● WORK TO DO
Copy out every line of the data below that contains the string "Where". Letter case must match.

● MATERIAL FOR THE TASK
----------
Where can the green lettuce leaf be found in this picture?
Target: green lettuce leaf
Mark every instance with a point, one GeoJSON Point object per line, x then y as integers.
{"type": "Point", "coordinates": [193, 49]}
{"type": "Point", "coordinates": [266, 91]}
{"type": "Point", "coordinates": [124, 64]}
----------
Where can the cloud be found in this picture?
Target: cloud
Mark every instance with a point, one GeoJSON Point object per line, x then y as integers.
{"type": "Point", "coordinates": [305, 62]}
----------
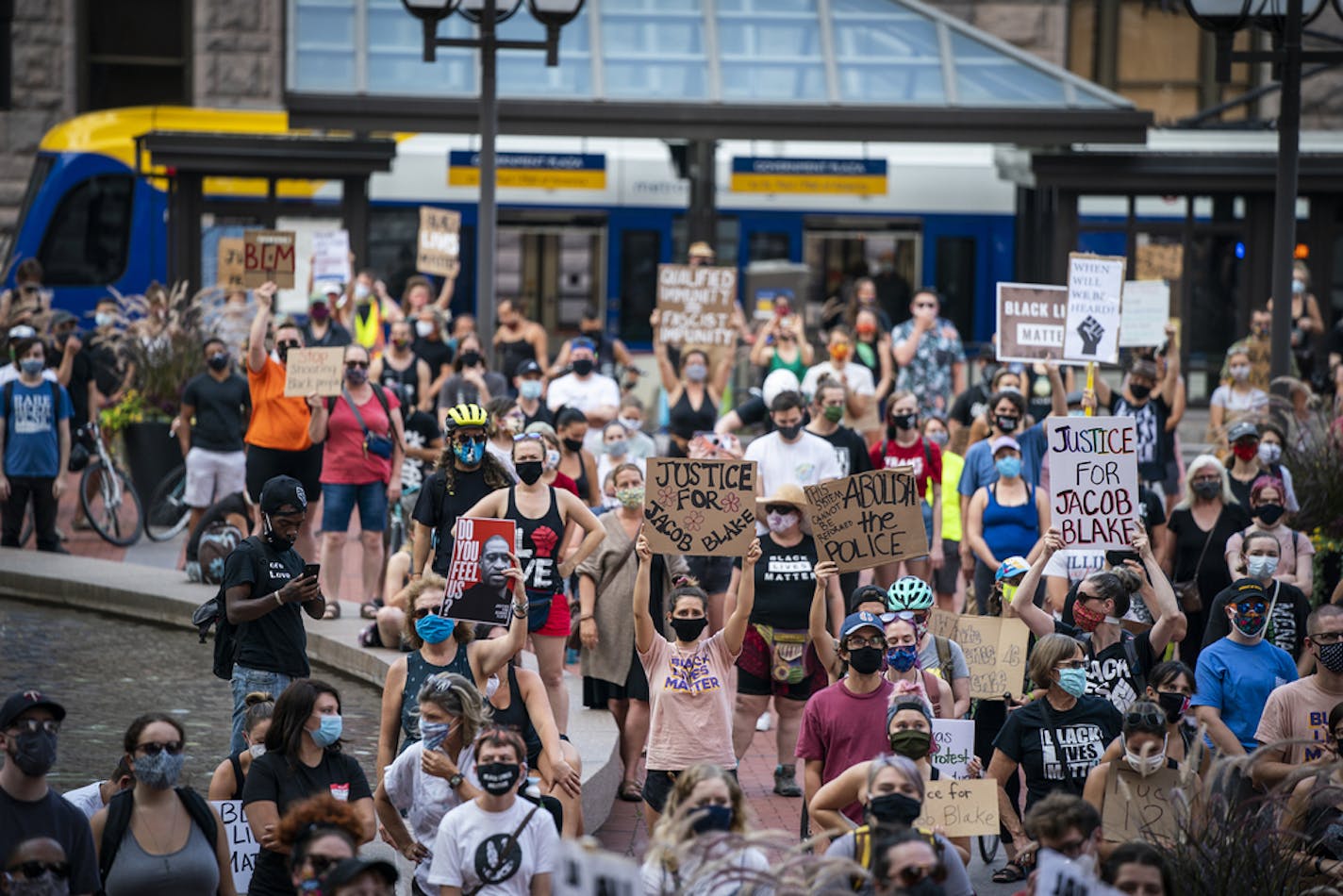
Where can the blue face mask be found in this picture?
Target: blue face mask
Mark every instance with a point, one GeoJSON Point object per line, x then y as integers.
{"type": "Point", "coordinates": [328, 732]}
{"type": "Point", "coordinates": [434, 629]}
----------
● SOLVED PROBLEM
Where can the green lettuce leaf be found in this picture?
Where can the cloud be found in this picture?
Where can the blue face mask be found in this picture?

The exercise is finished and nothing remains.